PROVIDED ENTRIES:
══════

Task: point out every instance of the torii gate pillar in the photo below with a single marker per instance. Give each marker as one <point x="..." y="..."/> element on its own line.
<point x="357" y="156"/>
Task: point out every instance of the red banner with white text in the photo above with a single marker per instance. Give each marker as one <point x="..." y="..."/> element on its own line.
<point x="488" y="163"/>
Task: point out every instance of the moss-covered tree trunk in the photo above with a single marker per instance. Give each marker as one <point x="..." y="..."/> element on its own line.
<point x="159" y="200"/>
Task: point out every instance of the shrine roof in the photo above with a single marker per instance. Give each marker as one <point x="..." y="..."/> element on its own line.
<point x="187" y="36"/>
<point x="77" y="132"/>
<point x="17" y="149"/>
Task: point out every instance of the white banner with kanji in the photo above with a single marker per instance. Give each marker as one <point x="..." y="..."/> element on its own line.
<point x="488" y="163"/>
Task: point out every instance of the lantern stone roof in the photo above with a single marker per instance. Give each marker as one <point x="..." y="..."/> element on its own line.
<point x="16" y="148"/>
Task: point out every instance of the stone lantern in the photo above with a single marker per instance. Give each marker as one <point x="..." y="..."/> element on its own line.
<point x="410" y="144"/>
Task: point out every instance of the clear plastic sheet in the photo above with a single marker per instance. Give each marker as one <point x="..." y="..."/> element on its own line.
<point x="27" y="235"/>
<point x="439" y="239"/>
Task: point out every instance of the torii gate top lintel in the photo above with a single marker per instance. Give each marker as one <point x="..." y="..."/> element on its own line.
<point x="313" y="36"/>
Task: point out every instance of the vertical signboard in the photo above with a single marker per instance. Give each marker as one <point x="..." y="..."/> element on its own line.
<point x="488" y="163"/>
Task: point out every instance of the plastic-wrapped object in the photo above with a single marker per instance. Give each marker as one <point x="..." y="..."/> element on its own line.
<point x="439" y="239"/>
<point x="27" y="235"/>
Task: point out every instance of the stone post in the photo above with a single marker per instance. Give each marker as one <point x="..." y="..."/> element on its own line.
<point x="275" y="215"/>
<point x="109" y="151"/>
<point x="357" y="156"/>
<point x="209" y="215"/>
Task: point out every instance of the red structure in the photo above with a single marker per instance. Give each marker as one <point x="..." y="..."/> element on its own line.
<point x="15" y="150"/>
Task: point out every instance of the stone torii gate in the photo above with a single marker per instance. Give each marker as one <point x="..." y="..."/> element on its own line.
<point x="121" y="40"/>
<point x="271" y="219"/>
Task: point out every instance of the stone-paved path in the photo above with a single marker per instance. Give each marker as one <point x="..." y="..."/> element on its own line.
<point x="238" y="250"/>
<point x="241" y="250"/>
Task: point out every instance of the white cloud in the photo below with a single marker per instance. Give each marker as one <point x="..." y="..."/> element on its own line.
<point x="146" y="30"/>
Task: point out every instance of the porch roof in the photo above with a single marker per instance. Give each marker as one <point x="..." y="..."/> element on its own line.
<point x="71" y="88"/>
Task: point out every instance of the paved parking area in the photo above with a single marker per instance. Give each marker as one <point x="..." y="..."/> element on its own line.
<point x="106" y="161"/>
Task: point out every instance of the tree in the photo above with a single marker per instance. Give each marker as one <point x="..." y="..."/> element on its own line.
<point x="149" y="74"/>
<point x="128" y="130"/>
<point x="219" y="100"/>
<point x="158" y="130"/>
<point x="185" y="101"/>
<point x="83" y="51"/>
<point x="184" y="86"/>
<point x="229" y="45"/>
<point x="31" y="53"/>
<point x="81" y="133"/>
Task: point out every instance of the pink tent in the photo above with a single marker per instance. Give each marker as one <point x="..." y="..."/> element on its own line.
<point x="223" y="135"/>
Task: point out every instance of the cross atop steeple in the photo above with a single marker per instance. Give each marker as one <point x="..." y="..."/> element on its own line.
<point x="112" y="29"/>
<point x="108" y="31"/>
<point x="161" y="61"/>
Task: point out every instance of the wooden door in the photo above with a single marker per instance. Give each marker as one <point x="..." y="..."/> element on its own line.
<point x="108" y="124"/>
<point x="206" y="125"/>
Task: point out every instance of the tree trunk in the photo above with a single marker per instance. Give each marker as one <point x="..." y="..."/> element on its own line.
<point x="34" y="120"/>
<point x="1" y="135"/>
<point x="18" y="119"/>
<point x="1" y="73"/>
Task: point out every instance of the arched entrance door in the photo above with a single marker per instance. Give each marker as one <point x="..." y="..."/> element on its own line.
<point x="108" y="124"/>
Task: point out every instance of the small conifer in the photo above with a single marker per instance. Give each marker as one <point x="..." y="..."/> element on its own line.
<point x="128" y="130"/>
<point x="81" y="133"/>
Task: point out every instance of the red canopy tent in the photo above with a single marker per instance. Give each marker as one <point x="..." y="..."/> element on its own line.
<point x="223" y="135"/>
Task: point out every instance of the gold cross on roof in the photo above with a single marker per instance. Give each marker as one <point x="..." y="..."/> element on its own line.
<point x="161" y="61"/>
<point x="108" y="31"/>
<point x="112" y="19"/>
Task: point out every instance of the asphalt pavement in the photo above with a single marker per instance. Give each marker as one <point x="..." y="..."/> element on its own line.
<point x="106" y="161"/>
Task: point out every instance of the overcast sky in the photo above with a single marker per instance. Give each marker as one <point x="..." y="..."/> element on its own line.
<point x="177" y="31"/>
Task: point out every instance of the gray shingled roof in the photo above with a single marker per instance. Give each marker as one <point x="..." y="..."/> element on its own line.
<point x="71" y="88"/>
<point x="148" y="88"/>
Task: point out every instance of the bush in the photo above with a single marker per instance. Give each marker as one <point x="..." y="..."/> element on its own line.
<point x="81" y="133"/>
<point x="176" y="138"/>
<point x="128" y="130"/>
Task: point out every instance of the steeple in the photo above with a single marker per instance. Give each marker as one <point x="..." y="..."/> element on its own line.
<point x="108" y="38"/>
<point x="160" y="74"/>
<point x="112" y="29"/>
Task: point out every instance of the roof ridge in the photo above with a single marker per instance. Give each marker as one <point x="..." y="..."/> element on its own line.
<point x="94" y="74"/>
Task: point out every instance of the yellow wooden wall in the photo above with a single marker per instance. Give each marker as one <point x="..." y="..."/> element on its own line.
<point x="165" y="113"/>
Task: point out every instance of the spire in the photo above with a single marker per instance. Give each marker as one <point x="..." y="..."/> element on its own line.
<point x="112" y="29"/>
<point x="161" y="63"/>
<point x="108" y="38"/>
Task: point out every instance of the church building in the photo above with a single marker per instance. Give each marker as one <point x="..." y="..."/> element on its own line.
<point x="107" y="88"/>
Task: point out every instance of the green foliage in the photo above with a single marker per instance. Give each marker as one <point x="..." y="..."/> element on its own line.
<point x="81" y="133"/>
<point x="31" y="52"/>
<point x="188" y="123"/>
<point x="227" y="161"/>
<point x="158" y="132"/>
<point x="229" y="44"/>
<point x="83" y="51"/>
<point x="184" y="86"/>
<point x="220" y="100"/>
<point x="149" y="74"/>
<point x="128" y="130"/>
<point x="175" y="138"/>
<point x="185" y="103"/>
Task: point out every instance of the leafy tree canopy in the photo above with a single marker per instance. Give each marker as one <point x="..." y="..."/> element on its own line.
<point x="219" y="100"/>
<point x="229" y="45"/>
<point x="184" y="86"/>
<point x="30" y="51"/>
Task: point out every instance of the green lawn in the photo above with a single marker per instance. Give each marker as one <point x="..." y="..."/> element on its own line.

══════

EXERCISE BRIEF:
Quote every row above verbatim, line for line, without changing anything.

REPLY:
Task: point out every instance of the torii gate pillar in the photo below with a single marker per instance. Give each marker as one <point x="..." y="..."/> element on its own line.
<point x="357" y="156"/>
Task: point out every instance of the red banner with white text in the photo above with a single marker per instance. Give each marker as one <point x="..." y="..."/> element on its own line.
<point x="488" y="163"/>
Task: point out every instance of the moss-covered tree trunk in the photo above with a single marker per instance. Give each marker as one <point x="..." y="..."/> element on its own line.
<point x="159" y="200"/>
Task: point out every instance of the shrine roof in the photo above with a single marker per instance. Give each marker as one <point x="..." y="..."/> element on its own line.
<point x="187" y="36"/>
<point x="77" y="132"/>
<point x="17" y="149"/>
Task: point out every instance of the white banner with kanji in the photo above with a single marker per instance. Give each marker as one <point x="..." y="..."/> element on its own line.
<point x="488" y="163"/>
Task: point out every instance of the lantern stone roof in the photo above with a single marker per instance. Give each marker as one <point x="..." y="..."/> element on its own line.
<point x="16" y="148"/>
Task: point out every instance of the stone lantern in the photo above with a single marker per instance. Give each marker as one <point x="..." y="..."/> element on its own line.
<point x="410" y="144"/>
Task: point out every instance of the clear plastic sheet in the photo above with a single marker per instance. Give each marker as one <point x="..." y="..."/> element on its own line.
<point x="27" y="235"/>
<point x="439" y="239"/>
Task: point out every instance of the torii gate top lintel in the photo above with a single marker per instance. Give each marker as one <point x="..." y="..."/> element on its own line.
<point x="313" y="36"/>
Task: point out every instance of the vertical signboard in the photo above with a single marker per instance. Give each marker as one <point x="..." y="..."/> element on its own line.
<point x="488" y="163"/>
Task: point out every instance of the plastic-wrapped object in the photo above with a single marker per instance. Give each marker as one <point x="..." y="..."/> element on its own line.
<point x="439" y="239"/>
<point x="27" y="235"/>
Task: point out every instance of the stone post in the photo above with a single marker per instance. Give each marker as one <point x="..." y="..."/> element on its own line.
<point x="275" y="215"/>
<point x="109" y="151"/>
<point x="357" y="156"/>
<point x="209" y="215"/>
Task: point out every instance of the red structure in the photo above with a single marker per instance. Give each marker as one <point x="..." y="..."/> element on its own line.
<point x="15" y="150"/>
Task: point out every instance of the stone torii gate in the photo above with a single marker per instance. Give each marker as one <point x="..." y="..."/> element on its own line.
<point x="121" y="40"/>
<point x="271" y="219"/>
Task: point out every instance of the stone-paved path in the photo above with a single marker per instance. Give each marker as one <point x="..." y="..."/> element on its own line.
<point x="238" y="250"/>
<point x="241" y="250"/>
Task: point out every instance of the white cloud in the photo below with a single marker per instance. Give each marker as one <point x="..." y="..."/> element on its own line.
<point x="146" y="30"/>
Task: point out every instance of the porch roof in the photo above with a single marker per instance. Give each marker as one <point x="..." y="..."/> element on its own line.
<point x="71" y="88"/>
Task: point out every instance of the paved parking area in the photo above with a single marker per instance. Give each marker as one <point x="..." y="..."/> element on its own line.
<point x="106" y="161"/>
Task: point out every instance of the tree in the photo above with a single marker per instance. Give each marker as one <point x="..." y="..."/> element on its own line.
<point x="149" y="74"/>
<point x="128" y="130"/>
<point x="219" y="100"/>
<point x="158" y="130"/>
<point x="185" y="101"/>
<point x="83" y="51"/>
<point x="184" y="86"/>
<point x="229" y="45"/>
<point x="31" y="53"/>
<point x="81" y="133"/>
Task: point out every instance of the pink tent in the photo above with a single marker per instance. Give each marker as one <point x="..." y="..."/> element on its own line.
<point x="223" y="135"/>
Task: point out every instance of the cross atop steeple in the photo above with a single marker per instance. Give each marker as one <point x="..." y="..."/> element on its own line.
<point x="112" y="29"/>
<point x="108" y="31"/>
<point x="161" y="61"/>
Task: point out every instance of the wooden door in the photo above with a single marker per instance. Give each marker as one <point x="..." y="..."/> element on its own line.
<point x="108" y="124"/>
<point x="206" y="125"/>
Task: point out every instance of the tree trunk in the photo above with a single marker per instance. Give each marker as one <point x="..." y="..."/> element on its own line.
<point x="34" y="120"/>
<point x="1" y="135"/>
<point x="18" y="119"/>
<point x="1" y="73"/>
Task: point out every instance of the arched entrance door in the photo above with a single marker per instance. Give each marker as one <point x="..." y="..."/> element on its own line.
<point x="108" y="124"/>
Task: point out every instance of the small conifer in the photo above with a single marker per instance. Give each marker as one <point x="..." y="..."/> element on its own line.
<point x="128" y="130"/>
<point x="81" y="133"/>
Task: point out every instance of the red canopy tent in the photo above with a single marker per instance. Give each marker as one <point x="..." y="..."/> element on its own line.
<point x="223" y="135"/>
Task: point out every instance of the gold cross on roof in the photo above with a single marker per instance. Give each marker as one <point x="..." y="..."/> element on its own line.
<point x="161" y="61"/>
<point x="108" y="31"/>
<point x="112" y="19"/>
Task: point out every instance of the asphalt pavement in the photo above with a single marker per instance. Give each marker as one <point x="..." y="..."/> element on its own line.
<point x="106" y="161"/>
Task: point out every instance of the overcast sky in the photo above with a single marker per instance. Give each marker as one <point x="..." y="..."/> element on its own line.
<point x="177" y="31"/>
Task: point out every instance of the gray shingled roof in the photo above with a single marker per instance. Give each marker as one <point x="..." y="..."/> element on its own line.
<point x="71" y="88"/>
<point x="148" y="88"/>
Task: point out every instance of the bush in the photo above with a single marker per instance. Give each marker as one <point x="..." y="..."/> element on its own line.
<point x="81" y="133"/>
<point x="176" y="138"/>
<point x="128" y="130"/>
Task: point out every instance of the steeple in the photo above with a single marker per instance. Give each marker as one <point x="..." y="..."/> element on its own line.
<point x="108" y="38"/>
<point x="160" y="74"/>
<point x="112" y="29"/>
Task: point out every instance of the roof ridge in the photo above with a single marker per instance. Give each marker as one <point x="..." y="..."/> element on its own line.
<point x="94" y="74"/>
Task: point out every instance of the yellow wooden wall in the photo above with a single marker per instance. Give each marker as one <point x="..." y="..."/> element on its own line.
<point x="165" y="113"/>
Task: point out every instance of the spire in the photo above with a single marker per instance. Give each marker as one <point x="..." y="..."/> element on its own line.
<point x="112" y="29"/>
<point x="161" y="63"/>
<point x="108" y="38"/>
Task: point out every instance of the church building in the photo above with a single marker per instance. Give each marker as one <point x="..." y="..."/> element on its own line.
<point x="107" y="88"/>
Task: point out every instance of the green foliage in the photo above with a single marker per instance. Give each marker as one <point x="..." y="..."/> element on its own line.
<point x="81" y="133"/>
<point x="31" y="52"/>
<point x="188" y="123"/>
<point x="227" y="161"/>
<point x="158" y="132"/>
<point x="229" y="44"/>
<point x="83" y="51"/>
<point x="184" y="86"/>
<point x="220" y="100"/>
<point x="149" y="74"/>
<point x="128" y="130"/>
<point x="175" y="138"/>
<point x="185" y="103"/>
Task: point out every instance of the leafy tree canopy in the photo above with a single marker per instance. Give each marker as one <point x="..." y="..."/> element on its own line.
<point x="219" y="100"/>
<point x="229" y="45"/>
<point x="184" y="86"/>
<point x="30" y="51"/>
Task: point out every instance of the green lawn in the photo above with a single marker per instance. Give each marker as one <point x="..." y="..."/> element on its own line.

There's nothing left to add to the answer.